== WHAT THIS EXERCISE ASKS ==
A – In the tagsPlorer documentation, which log level does the -V option set?
B – Reproduce the passage of the tagsPlorer documentation that begins at the words "Using the tagsPlorer's" and stops after "is not outdated.".

== TEXT SECTION ==
──────
Removes a global configuration parameter. This switches back to the default value.
--simulate or -n

Don't write anything to the file system. TODO check if true in all places
--force or -f

Perform actions despite warnings or in potentially dangerous situations. This currently covers:
- write over an index root file (removing all settings)
- adding tag file patterns already covered by globs for that tag
--dirs

List only matching folders instead of all files in matching folders, plus allows glob matching on folder names.

Glob matching works only on already the tag-filtered folder list, not necessarily on all indexed folders.
--verbose or -v | --debug or -V

Specify the detail level for printed messages. -v increases the log level to INFO -V increases the log level to DEBUG
--stdout

Write log to STDOUT instead of STDERR. This allows piping for certain situations (e.g. continuous integration or legacy products).
--help

Shows user options, which are described in more detail in this section
--version

Shows tagsPlorer code base version string and copyright notice

Architecture and program semantics

Search algorithm

In general, what the program does is simple boolean set operations. The indexer maps tags (which include file and folder name (constituents), user-specified tags, and file extensions) to folders, with the risk of false positives (it's an over-generic, optimistic index that links folders with both inclusive or exclusive manual tags plus tags mapped from other folders, plus file extension information). After determination of potential folders in a first search step, their contained file names are filtered by potential further tags and inclusive or exclusive file name patterns. This step always operates on the actual currently encountered files, not on any indexed and potentially outdated state, to ensure correctness of output filtered data. If a mapped folder is excluded by a negative tag, its contents can still be found by the name of the positive tags of the mapping. TODO check if true.

Configuration file

Using the tagsPlorer's -i option, we can create an empty configuration file which also serves as the marker for the file tree's root (just like the existence of version control systems' .svn or .git folders). Usually all access to the configuration file should be performed through the tp command or directly via tagsplorer/lib.py library functions. The configuration file follows mainly the format and structure of Windows' INI-file, but without any interpolation nor substitution (avoiding Python's built-in ConfigParser to enable multiple keys). The first line contains a timestamp to ensure that the matching index file tagsplorer.idx file is not outdated.
──────
== DATA SECTION ==

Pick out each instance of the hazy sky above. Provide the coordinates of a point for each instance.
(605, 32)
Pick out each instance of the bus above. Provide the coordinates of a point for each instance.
──────
== WRITTEN ANSWERS ==
A – DEBUG

B –
Using the tagsPlorer's -i option, we can create an empty configuration file which also serves as the marker for the file tree's root (just like the existence of version control systems' .svn or .git folders). Usually all access to the configuration file should be performed through the tp command or directly via tagsplorer/lib.py library functions. The configuration file follows mainly the format and structure of Windows' INI-file, but without any interpolation nor substitution (avoiding Python's built-in ConfigParser to enable multiple keys). The first line contains a timestamp to ensure that the matching index file tagsplorer.idx file is not outdated.